BRANO CITATO:
Si inizia il 16 dicembre a Napoli, nel cui Duomo si custodiscono due ampolle che, secondo la leggenda, contengono del sangue di San Gennaro, prelevato direttamente dal suo cadavere ancor caldo, subito dopo il martirio da lui subìto il 19 settembre 305. Tre volte l’anno, due delle quali appunto il 19 settembre e il 16 dicembre, e la terza la prima domenica di maggio, le ampolle vengono esibite ai fedeli nel tipico parossismo partenopeo, e spesso il sangue si liquefa “miracolosamente” (per la cronaca, questa volta no).
O almeno, così dicono i napoletani ingenui. Quelli meno ingenui sanno che si tratta di una bufala campana DOC, visto che da anni il CICAP vende boccette di soluzioni tissotropiche che riproducono perfettamente il miracolo. Ma basta andare in pizzeria e chiedere una bottiglietta di ketchup o di salsa rubra, per scoprire sostanze che in condizioni normali sono solide e non fuoriescono se si cerca di versarle, ma se vengono sbattute un po’ si liquefanno, senza che i pizzaioli e gli avventori gridino ogni volta al miracolo.
I devoti del Santo, uno dei quali è l’effettivamente miracolato ministro Luigi Di Maio, sono però immuni a qualunque argomento razionalista, e niente e nessuno può smuoverli dalla loro incrollabile superstizione. Eppure, fu lo stesso papa Paolo VI a decidere nel 1964 di cancellare San Gennaro dal calendario per la sua “scarsa storicità”.
All’epoca sui muri della città apparve la scritta: “San Gennà, futtetenne”. Ma apparentemente il santo non se n’è completamente fottuto, e l’ha giurata ai papi: per ben tre volte essi hanno presenziato di persona (Giovanni Paolo II nel 1990, Benedetto XVI nel 2007 e Francesco nel 2017), ma per due volte il miracolo non è avvenuto, e la terza il sangue si è sciolto solo per metà. Cosa che, peraltro, succede anche con la salsa, se non la si scuote bene.

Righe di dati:
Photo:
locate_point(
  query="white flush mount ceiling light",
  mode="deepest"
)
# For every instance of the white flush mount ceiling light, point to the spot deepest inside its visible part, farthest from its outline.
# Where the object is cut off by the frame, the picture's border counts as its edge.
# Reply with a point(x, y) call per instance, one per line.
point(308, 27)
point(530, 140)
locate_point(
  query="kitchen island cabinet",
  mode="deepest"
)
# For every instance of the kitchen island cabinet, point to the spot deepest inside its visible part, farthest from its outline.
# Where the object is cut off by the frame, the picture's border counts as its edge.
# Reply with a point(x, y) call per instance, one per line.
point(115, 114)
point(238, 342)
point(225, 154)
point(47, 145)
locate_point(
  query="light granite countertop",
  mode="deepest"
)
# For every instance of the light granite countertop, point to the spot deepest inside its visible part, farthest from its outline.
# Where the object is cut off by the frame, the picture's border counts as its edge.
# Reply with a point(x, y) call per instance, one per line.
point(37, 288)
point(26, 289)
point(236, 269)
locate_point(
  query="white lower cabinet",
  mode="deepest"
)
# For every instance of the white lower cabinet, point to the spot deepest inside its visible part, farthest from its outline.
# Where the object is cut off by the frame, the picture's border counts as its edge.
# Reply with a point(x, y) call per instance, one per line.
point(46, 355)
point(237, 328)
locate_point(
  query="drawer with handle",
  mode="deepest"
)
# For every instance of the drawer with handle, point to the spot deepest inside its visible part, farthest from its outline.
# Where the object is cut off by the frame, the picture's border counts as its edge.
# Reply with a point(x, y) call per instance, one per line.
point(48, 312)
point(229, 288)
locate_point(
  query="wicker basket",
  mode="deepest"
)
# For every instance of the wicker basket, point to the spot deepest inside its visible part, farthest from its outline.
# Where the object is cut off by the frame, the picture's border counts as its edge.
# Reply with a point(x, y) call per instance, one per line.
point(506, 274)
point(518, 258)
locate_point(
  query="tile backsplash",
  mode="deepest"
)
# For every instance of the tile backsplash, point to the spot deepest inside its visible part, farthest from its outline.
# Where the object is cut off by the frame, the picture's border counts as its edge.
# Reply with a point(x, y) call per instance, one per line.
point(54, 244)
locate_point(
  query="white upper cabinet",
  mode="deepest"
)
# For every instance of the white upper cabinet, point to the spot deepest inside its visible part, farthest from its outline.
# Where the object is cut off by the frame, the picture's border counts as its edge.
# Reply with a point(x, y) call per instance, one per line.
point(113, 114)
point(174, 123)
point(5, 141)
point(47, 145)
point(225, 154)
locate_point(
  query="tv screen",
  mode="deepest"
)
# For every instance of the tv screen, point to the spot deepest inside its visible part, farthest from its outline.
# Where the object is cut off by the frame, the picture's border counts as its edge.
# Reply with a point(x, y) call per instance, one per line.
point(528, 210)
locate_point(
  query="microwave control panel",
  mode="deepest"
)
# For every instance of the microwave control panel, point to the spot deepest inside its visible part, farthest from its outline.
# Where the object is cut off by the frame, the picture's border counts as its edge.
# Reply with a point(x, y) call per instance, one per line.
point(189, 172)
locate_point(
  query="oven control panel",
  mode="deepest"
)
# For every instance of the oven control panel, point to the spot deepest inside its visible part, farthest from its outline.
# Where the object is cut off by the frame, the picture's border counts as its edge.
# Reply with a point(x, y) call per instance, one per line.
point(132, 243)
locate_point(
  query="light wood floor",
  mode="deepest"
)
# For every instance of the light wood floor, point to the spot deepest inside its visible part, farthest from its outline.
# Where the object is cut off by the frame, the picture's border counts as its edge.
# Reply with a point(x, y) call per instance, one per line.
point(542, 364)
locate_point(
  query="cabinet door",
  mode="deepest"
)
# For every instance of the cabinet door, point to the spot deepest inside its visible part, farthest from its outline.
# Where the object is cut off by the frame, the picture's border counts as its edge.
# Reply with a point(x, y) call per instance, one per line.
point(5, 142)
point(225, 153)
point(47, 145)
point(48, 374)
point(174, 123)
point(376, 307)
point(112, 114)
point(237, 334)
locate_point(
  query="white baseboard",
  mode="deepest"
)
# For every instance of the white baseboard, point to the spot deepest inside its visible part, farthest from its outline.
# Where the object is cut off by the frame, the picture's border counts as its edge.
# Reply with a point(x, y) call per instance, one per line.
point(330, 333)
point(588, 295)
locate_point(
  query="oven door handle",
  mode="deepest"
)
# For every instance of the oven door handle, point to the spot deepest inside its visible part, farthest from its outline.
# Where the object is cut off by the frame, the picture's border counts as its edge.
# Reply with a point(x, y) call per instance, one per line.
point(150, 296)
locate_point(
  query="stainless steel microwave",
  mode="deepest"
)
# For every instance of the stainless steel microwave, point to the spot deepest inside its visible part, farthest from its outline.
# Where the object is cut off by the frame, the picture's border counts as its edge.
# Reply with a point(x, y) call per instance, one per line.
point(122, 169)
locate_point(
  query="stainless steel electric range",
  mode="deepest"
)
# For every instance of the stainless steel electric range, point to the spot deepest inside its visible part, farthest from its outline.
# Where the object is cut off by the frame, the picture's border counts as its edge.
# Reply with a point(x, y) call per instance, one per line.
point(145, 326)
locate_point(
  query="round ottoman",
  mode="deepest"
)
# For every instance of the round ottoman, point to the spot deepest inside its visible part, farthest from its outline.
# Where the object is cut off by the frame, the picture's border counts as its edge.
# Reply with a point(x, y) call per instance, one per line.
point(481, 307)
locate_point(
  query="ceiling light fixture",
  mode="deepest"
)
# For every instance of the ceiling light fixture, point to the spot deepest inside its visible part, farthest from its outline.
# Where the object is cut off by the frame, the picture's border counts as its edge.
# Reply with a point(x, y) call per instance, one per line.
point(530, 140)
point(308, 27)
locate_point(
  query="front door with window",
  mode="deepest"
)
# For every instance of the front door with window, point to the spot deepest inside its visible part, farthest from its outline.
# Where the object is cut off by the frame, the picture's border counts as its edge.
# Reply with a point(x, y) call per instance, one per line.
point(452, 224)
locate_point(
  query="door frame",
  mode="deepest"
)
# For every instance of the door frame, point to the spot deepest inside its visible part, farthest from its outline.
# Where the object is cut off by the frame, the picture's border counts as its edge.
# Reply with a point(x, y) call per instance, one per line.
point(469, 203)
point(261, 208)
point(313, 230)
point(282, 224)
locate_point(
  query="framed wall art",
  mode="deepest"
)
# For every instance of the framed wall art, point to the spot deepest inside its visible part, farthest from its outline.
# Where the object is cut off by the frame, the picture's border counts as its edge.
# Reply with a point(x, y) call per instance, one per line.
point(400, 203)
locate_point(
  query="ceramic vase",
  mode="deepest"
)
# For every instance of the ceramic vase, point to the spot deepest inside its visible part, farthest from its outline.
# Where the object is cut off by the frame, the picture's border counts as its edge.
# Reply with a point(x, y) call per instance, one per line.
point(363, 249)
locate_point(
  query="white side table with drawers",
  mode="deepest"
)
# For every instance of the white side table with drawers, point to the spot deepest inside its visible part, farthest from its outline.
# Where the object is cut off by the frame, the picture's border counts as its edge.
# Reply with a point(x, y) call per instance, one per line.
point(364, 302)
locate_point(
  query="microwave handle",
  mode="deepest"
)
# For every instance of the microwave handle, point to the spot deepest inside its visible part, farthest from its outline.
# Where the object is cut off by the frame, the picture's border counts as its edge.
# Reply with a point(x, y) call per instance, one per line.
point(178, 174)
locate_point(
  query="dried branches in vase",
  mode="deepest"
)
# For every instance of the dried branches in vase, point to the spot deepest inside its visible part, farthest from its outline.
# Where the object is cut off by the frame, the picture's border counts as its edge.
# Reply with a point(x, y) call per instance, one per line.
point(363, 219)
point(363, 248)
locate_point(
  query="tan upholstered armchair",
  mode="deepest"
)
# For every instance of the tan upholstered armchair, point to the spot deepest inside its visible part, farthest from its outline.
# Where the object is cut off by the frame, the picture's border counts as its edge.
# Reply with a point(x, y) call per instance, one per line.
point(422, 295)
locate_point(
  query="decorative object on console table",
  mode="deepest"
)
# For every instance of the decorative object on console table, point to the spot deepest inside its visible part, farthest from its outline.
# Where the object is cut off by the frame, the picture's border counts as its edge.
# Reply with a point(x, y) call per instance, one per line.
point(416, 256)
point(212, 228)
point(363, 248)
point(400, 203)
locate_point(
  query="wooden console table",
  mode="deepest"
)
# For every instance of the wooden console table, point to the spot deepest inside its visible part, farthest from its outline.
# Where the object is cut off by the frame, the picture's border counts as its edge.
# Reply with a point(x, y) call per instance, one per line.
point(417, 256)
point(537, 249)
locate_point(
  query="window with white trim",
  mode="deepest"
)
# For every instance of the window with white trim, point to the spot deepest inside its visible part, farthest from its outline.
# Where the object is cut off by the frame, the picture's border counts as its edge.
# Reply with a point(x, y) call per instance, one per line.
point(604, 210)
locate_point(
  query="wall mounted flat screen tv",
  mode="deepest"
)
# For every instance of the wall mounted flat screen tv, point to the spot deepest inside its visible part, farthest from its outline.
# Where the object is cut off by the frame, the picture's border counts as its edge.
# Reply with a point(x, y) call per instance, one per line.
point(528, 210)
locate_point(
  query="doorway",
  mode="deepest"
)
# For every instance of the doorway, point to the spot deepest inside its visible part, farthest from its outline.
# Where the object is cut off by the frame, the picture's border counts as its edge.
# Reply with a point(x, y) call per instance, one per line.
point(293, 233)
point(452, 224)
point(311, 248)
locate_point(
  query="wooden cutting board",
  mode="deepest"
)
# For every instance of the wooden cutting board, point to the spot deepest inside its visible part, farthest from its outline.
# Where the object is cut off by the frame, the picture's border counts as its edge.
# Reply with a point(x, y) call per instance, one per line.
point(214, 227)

ESERCIZI DA SVOLGERE:
1: Ricopia il brano su San Gennaro, tutto da "All’epoca sui muri" giù fino a "si scuote bene.".
2: Prosegui il brano su San Gennaro partendo da dove finisce.

SOLUZIONI DELL'ESERCIZIO:
1:
All’epoca sui muri della città apparve la scritta: “San Gennà, futtetenne”. Ma apparentemente il santo non se n’è completamente fottuto, e l’ha giurata ai papi: per ben tre volte essi hanno presenziato di persona (Giovanni Paolo II nel 1990, Benedetto XVI nel 2007 e Francesco nel 2017), ma per due volte il miracolo non è avvenuto, e la terza il sangue si è sciolto solo per metà. Cosa che, peraltro, succede anche con la salsa, se non la si scuote bene.

2:
Babbo Natale e San Nicola
Quanto a esistenza, persino Babbo Natale sta meglio di San Gennaro. Benché mascherato da carnevale, non è altri infatti che Nicola di Bari: non il cantante, ma il santo dell’Asia Minore, famoso nell’antichità per il dubbio merito di aver preso a schiaffi al concilio di Nicea il teologo Ario, reo di aver sostenuto l’ovvietà che i figli vengono dopo i padri. Se Ario gli avesse risposto con un pugno ben dato, il mondo cristiano si sarebbe risparmiato due millenni di dispute sulla balzana dottrina della Trinità, che tutti i fedeli ripetono recitando il Credo, ma del cui significato nessuno ha la minima idea.
L’associazione del turco San Nicola all’italica Bari deriva dal fatto che una parte delle sue spoglie si trova appunto nella città pugliese: l’altra sta a Venezia, e il motivo per cui San Nicola viene detto “di Bari”, e non “di Venezia”, è uno dei misteri della fede. L’associazione con Babbo Natale, ancora più assurda, sta nel fatto che il suo nome nordico è Sankt Nikolaus, da cui deriva Santa Claus. L’apparenza cicciottella e barbuta, oltre al caratteristico vestito rosso, sono invece un’invenzione dello scrittore Clement Moore nel poema Visita a San Nicola del 1821.
Come dice il nome, da noi Babbo Natale i doni li porta a Natale, ma la festa di San Nicola è il 6 dicembre, supposto giorno della sua morte nel 343: i nordici, che sono più precisi di noi in tutto, anche nelle stupidaggini, i regali glieli fanno dunque consegnare la notte del 5 o il giorno del 6. Quanto alla Befana, alter ego femminile di Babbo Natale, non è altro che la storpiatura di epifania, che a sua volta significa “apparizione”, e ricorda l’arrivo dei Re Magi guidati dalla Stella Cometa. Il legame con la strega benevola a cavallo della scopa è ovviamente un sincretismo pagano, e conferma che le stupidità sacre e profane convivono felicemente nella testa degli stolti.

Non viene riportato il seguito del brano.